◆ Consigne 1
Pour chacune des affirmations (a), (b) et (c), indiquez par oui ou par non si elle concorde avec l'extrait de page, en citant à l'identique les mots du texte qui tranchent. (a) Les O.N.G. sont non gouvernementales parce qu'elles relèvent de l'initiative de citoyens. (b) Le texte présente les actions d'ingérence des États comme systématiques. (c) À l'intérieur de leurs frontières, les États sollicitent la caution des O.N.G.

◆ Extrait de page
Examinons à présent l'autre source de pression : les Gouvernements.

Qui peut encore admettre que, en matière d'ingérence dans les affaires d'autres États, les intentions et actions n'ont d'autre atteinte à la neutralité et au désintérêt (reflet d'un strict intérêt général, universel) que le souci de Justice - et, plus précisément,  de respect des Droits de l'Homme -, de générosité gratuite, de moralité… ?

Et à supposer que les intentions et actions soient réellement bonnes, comment expliquer le fait qu'elles ne soient pas systématiques mais, au contraire, toujours sélectives [1]?

Autre question : à l'intérieur de leurs frontières, les États sont supposés (bien) servir l'intérêt général, par delà les intérêts particuliers, voire partisans. En admettant qu'il en soit réellement ainsi, il est/serait naturel qu'il en soit de même au delà des frontières. Pourquoi donc avoir besoin de la caution d'O.N.G. au delà des frontières alors même que, en deçà de ces  frontières, non seulement ils ne sollicitent pas cette caution mais en plus ils l'estiment inutile, voire tout simplement déplacée, pour ne pas dire… illégitime ?

Est-il donc du rôle et du devoir des O.N.G. de servir d'alibi (moral) aux décisions et actes des Gouvernements ?

Par définition, les O.N.G. sont… non gouvernementales parce que relevant de l'initiative, individuelle ou collective, de citoyens soucieux de s'ériger sinon en contre-pouvoirs, du moins en lieux de réflexion, d'analyse, d'observation, de (contre)propositions, d'évaluation, de jugement, d'action… qui, en raison même de la distance prise à l'égard des Gouvernements , garantissent l'exercice effectif  de ce Droit fondamental de l'Homme et du Citoyen que sont la liberté de conscience et, partant, d'expression de cette conscience et mais également la liberté d'agir en conformité avec sa conscience dés lors que l'action en résultant n'est pas contraire à la Loi ou ne porte pas atteinte aux Droits de l'Homme et du Citoyen.

◆ Entrées à traiter
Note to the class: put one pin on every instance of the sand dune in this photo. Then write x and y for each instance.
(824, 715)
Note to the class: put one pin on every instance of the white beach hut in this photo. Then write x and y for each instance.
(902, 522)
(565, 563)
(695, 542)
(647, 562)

◆ Consigne 2
Redimensionnez les coordonnées des entrées ci-dessus. Recopiez toutes leurs lignes, consignes comprises, en multipliant chaque coordonnée des réponses par 0,4 et en arrondissant à l'entier le plus proche, les moitiés vers le haut.

◆ Réponse attendue 1
(a) Oui : « les O.N.G. sont… non gouvernementales parce que relevant de l'initiative, individuelle ou collective, de citoyens »
(b) Non : « qu'elles ne soient pas systématiques mais, au contraire, toujours sélectives »
(c) Non : « non seulement ils ne sollicitent pas cette caution »

◆ Réponse attendue 2
Note to the class: put one pin on every instance of the sand dune in this photo. Then write x and y for each instance.
(330, 286)
Note to the class: put one pin on every instance of the white beach hut in this photo. Then write x and y for each instance.
(361, 209)
(226, 225)
(278, 217)
(259, 225)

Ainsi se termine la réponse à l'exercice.